Please gather each line below that contains the word "glass" and copy it out. Case matters.

## Records supplied
:::::

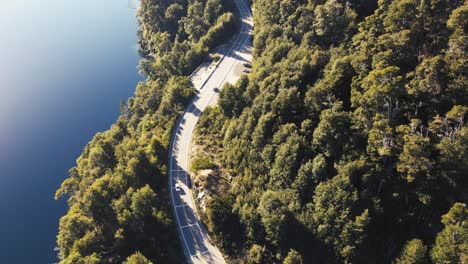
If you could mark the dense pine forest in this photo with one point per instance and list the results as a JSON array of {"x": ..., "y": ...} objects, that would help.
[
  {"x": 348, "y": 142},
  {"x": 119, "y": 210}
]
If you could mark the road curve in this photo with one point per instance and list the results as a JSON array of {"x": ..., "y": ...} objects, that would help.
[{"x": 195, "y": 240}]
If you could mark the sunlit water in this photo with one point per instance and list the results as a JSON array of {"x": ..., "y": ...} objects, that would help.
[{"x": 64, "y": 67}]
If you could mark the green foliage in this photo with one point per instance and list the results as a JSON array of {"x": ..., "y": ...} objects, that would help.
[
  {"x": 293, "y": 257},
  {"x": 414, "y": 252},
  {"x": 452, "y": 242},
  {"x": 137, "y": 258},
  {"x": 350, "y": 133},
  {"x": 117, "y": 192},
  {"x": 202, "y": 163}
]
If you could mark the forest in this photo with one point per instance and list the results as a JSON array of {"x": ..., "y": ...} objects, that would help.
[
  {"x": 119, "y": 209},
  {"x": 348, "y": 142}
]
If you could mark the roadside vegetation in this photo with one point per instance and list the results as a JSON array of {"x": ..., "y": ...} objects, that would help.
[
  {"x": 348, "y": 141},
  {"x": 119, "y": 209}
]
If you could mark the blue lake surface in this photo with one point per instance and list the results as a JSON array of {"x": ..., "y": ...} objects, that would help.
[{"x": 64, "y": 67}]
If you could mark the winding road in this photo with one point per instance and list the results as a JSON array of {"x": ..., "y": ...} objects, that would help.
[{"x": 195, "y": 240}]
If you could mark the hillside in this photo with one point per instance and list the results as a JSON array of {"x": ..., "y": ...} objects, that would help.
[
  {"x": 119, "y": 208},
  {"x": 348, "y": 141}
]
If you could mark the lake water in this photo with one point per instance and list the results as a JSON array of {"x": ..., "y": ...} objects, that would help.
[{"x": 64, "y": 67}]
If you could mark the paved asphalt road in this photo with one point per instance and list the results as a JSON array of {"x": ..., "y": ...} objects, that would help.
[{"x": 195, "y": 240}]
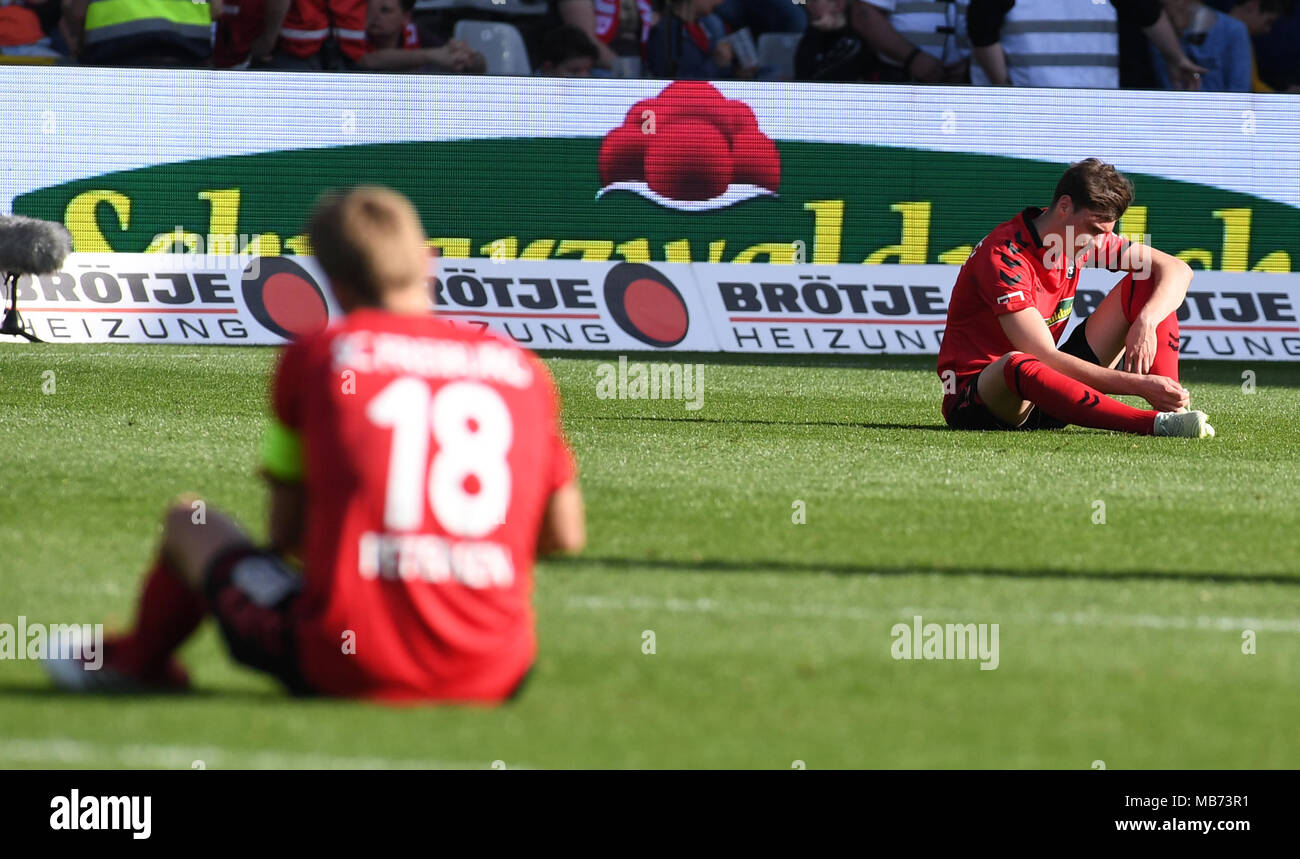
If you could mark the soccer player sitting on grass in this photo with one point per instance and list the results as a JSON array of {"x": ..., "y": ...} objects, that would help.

:::::

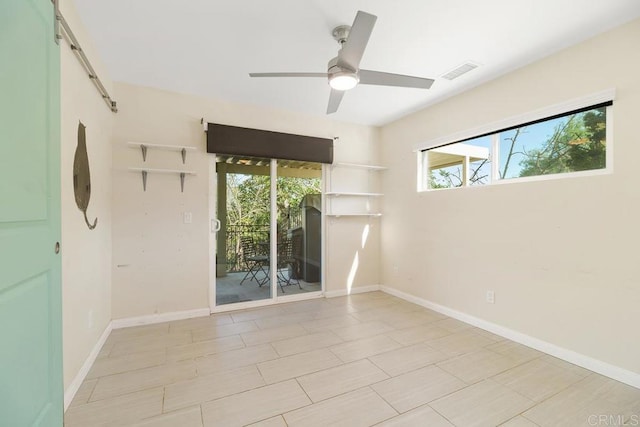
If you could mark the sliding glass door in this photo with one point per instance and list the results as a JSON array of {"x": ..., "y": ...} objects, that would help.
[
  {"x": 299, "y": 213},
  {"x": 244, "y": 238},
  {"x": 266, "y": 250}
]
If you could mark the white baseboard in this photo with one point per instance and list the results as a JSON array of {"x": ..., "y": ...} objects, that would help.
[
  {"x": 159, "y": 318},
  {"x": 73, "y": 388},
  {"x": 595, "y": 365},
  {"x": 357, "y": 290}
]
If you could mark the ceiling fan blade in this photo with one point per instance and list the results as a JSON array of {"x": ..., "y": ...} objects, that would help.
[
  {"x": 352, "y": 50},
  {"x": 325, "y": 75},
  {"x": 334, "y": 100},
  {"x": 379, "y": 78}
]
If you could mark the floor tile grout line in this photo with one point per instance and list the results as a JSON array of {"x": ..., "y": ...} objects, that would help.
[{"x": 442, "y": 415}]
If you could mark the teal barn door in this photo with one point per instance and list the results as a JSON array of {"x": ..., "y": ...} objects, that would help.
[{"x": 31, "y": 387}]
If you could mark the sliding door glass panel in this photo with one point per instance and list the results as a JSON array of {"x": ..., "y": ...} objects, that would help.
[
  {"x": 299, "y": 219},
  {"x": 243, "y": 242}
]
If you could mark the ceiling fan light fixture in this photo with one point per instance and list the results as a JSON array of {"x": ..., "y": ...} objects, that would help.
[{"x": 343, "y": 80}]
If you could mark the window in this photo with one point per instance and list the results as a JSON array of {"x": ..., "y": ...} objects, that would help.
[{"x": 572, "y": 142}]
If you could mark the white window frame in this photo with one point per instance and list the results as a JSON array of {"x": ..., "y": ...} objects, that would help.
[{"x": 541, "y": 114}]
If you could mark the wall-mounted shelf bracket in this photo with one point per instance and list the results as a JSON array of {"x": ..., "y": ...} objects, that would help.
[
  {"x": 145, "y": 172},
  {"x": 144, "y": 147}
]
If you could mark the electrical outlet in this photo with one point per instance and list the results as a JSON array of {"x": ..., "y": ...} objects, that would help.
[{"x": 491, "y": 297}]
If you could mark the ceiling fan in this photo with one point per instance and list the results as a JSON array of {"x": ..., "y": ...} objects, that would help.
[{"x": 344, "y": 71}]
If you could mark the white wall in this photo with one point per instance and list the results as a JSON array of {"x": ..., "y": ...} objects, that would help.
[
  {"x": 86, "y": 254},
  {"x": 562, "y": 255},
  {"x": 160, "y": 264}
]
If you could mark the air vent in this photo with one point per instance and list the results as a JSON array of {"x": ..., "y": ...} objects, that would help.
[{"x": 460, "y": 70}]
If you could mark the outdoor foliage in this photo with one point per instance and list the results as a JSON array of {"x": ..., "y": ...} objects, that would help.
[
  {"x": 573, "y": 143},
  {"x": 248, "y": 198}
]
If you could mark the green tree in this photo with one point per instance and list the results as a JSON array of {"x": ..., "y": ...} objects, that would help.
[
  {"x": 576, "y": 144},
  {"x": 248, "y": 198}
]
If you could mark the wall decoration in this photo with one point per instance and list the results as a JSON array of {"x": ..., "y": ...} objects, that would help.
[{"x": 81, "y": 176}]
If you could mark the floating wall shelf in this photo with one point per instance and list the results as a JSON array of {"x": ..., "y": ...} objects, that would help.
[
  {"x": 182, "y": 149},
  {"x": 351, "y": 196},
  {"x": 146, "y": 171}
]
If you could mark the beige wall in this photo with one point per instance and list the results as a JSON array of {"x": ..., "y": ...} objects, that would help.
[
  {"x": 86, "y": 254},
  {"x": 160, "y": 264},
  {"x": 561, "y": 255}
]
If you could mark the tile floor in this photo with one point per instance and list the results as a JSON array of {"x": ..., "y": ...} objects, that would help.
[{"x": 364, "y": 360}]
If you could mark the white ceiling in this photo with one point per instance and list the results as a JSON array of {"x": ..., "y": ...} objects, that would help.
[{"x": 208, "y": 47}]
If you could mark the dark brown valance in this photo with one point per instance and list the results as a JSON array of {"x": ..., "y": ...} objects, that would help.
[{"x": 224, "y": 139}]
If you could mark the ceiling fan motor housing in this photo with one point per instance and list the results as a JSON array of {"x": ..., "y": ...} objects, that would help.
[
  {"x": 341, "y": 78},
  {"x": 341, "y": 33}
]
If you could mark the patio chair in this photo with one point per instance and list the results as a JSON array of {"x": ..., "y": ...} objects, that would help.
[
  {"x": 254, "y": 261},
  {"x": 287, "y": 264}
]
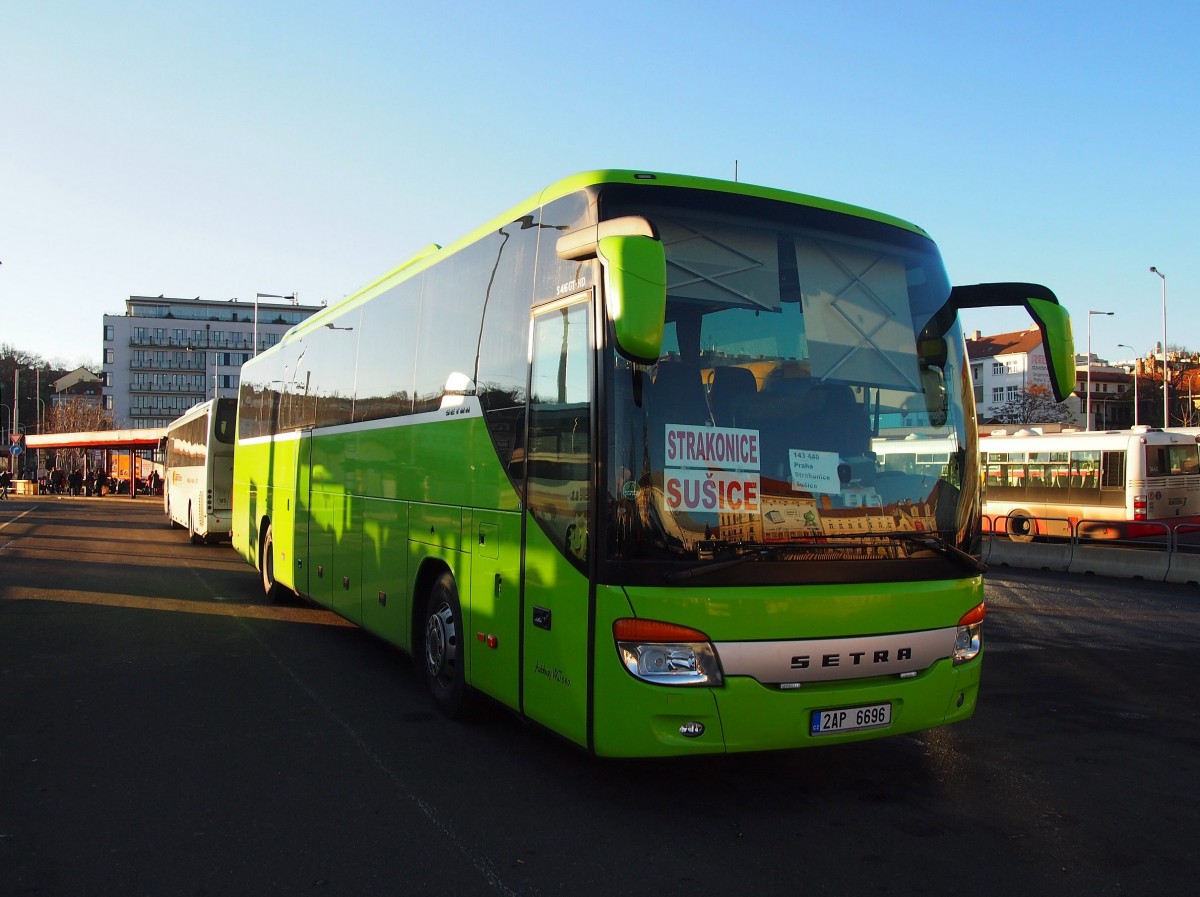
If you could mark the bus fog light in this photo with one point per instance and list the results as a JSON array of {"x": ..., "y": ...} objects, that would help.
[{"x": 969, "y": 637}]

:::::

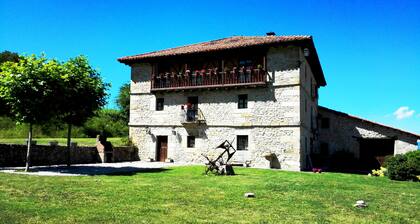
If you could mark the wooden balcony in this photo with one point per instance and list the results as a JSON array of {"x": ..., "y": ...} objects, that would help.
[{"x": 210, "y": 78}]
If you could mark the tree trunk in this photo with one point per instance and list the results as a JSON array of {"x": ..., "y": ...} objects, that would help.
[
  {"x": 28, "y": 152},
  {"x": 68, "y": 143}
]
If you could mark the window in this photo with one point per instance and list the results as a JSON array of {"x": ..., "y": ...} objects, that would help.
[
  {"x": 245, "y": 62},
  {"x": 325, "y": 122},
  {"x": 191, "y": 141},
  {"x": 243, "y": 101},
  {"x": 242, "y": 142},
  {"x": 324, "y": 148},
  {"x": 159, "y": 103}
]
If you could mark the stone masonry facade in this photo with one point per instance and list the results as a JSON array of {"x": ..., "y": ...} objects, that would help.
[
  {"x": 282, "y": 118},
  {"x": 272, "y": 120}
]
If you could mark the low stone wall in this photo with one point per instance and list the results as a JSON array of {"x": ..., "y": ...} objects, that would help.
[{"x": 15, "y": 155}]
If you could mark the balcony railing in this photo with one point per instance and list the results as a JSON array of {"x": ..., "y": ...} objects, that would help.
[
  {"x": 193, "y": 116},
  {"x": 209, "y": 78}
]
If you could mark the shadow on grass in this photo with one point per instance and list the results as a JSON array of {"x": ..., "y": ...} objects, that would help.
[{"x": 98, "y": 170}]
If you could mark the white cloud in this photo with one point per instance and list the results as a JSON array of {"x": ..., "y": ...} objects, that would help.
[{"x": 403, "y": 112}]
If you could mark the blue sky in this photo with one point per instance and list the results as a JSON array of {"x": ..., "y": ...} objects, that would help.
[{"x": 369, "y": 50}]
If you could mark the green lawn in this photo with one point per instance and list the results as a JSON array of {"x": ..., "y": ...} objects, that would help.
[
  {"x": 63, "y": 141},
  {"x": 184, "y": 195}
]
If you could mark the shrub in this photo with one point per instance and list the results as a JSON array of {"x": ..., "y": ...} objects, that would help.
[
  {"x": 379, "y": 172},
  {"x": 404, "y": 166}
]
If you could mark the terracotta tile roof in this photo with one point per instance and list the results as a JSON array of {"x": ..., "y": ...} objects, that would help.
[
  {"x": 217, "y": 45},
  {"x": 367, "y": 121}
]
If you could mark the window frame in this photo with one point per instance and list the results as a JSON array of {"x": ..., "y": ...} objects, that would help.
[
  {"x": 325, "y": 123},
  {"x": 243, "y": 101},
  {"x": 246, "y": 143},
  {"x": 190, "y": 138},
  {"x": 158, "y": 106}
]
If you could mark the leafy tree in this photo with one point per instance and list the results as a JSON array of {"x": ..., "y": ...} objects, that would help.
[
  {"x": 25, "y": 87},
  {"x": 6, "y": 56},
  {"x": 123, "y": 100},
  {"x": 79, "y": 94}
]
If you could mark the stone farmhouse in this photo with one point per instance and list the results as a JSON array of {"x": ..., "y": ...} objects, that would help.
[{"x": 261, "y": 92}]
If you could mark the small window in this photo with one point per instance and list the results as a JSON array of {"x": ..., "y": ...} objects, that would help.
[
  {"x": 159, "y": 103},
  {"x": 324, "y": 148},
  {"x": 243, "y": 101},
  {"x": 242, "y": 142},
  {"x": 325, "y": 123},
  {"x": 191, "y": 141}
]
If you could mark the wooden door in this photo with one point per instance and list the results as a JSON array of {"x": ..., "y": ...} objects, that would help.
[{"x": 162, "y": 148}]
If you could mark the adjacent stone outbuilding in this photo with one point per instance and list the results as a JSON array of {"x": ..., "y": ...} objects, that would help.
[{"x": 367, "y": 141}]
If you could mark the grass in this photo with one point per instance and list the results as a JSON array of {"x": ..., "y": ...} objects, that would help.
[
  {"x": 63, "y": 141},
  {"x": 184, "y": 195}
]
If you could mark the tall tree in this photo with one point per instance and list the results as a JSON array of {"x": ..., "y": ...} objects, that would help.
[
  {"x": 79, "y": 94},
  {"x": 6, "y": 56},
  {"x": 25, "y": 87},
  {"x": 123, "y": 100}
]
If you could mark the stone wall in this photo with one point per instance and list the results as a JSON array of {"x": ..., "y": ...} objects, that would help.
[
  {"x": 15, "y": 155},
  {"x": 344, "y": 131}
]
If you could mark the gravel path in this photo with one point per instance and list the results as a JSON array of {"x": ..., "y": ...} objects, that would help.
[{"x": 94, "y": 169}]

:::::

## Output of the exercise
If you could mark the sliding glass door in this photo with one point per instance and list the results as a JSON array of {"x": ..., "y": ...} objects, that would help.
If you could mark the sliding door glass panel in this photo with one point per instance and list the results as a JSON array of {"x": ..., "y": ...} objects, that would help.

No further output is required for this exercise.